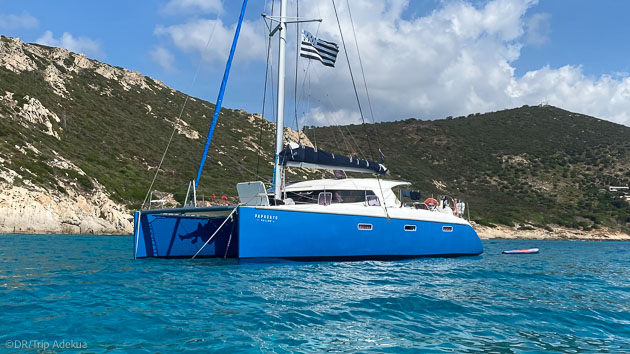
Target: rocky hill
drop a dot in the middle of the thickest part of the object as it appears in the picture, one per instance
(525, 167)
(80, 141)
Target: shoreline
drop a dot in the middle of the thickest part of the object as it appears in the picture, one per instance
(558, 234)
(499, 232)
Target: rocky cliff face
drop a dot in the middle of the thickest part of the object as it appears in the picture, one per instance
(80, 139)
(27, 206)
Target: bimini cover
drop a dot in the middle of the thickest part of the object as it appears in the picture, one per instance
(304, 156)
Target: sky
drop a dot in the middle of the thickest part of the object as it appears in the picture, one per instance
(425, 59)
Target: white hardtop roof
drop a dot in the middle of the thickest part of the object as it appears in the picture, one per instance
(344, 184)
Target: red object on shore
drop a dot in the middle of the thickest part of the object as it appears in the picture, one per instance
(525, 251)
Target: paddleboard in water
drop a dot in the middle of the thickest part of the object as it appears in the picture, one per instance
(524, 251)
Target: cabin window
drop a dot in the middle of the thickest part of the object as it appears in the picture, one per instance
(365, 227)
(324, 198)
(338, 196)
(373, 200)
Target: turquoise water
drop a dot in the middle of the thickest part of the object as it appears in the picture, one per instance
(573, 296)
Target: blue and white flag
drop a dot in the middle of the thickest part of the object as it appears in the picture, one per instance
(318, 49)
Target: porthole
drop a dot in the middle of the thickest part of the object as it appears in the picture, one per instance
(365, 227)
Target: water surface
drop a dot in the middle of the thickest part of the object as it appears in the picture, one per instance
(573, 296)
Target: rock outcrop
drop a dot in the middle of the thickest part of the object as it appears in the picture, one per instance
(32, 210)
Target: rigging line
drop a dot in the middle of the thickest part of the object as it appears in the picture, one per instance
(356, 93)
(181, 112)
(297, 61)
(367, 92)
(262, 114)
(334, 124)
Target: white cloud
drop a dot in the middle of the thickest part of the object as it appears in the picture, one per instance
(73, 44)
(193, 37)
(538, 29)
(193, 7)
(10, 21)
(163, 57)
(455, 61)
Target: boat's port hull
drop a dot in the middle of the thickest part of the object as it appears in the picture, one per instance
(286, 234)
(270, 233)
(181, 234)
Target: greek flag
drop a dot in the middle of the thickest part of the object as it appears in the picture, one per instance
(314, 48)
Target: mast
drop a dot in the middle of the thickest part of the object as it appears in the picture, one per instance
(217, 107)
(277, 175)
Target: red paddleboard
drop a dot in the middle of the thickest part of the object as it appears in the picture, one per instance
(524, 251)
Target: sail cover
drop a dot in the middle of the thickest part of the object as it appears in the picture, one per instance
(307, 157)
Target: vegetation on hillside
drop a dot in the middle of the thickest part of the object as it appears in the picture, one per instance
(529, 166)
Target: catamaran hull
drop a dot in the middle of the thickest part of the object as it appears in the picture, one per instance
(267, 233)
(180, 233)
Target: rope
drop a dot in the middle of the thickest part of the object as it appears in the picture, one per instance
(181, 112)
(356, 93)
(217, 231)
(297, 61)
(262, 114)
(367, 92)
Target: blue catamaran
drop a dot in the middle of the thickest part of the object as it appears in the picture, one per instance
(338, 218)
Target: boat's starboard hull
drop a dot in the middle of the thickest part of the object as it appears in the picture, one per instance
(255, 232)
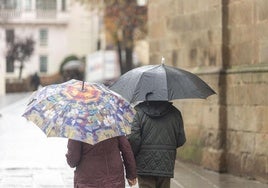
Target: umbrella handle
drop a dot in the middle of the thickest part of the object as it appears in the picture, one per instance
(83, 85)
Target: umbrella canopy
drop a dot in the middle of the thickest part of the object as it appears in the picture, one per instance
(73, 64)
(88, 112)
(160, 83)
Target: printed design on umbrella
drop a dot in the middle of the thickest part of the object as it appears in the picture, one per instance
(89, 115)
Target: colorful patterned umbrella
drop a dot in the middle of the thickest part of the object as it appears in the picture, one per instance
(88, 112)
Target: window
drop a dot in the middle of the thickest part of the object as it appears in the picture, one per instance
(43, 63)
(9, 64)
(43, 37)
(10, 36)
(28, 5)
(9, 4)
(63, 5)
(46, 4)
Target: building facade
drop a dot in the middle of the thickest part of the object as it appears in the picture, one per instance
(225, 43)
(60, 28)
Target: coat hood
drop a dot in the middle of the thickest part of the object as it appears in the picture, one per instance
(155, 109)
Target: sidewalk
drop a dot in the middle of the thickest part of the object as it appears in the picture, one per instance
(30, 159)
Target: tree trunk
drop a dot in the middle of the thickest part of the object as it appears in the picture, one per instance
(129, 59)
(20, 72)
(119, 51)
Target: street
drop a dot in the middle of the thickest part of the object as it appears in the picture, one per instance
(29, 159)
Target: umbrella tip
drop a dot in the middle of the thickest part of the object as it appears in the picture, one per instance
(162, 60)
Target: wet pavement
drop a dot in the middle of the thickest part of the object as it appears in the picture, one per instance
(29, 159)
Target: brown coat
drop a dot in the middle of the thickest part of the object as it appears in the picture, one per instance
(101, 165)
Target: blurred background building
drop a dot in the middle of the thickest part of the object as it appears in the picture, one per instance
(59, 28)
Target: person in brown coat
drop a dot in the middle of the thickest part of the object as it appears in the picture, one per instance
(102, 165)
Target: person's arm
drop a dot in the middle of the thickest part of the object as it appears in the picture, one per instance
(135, 137)
(73, 155)
(181, 134)
(128, 160)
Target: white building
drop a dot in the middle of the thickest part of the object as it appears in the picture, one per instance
(59, 28)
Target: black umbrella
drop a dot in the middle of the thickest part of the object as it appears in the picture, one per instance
□ □ □ □ □ □ □
From the material above, return every line that contains "flag".

## Output
Target: blue and white flag
Target: greek flag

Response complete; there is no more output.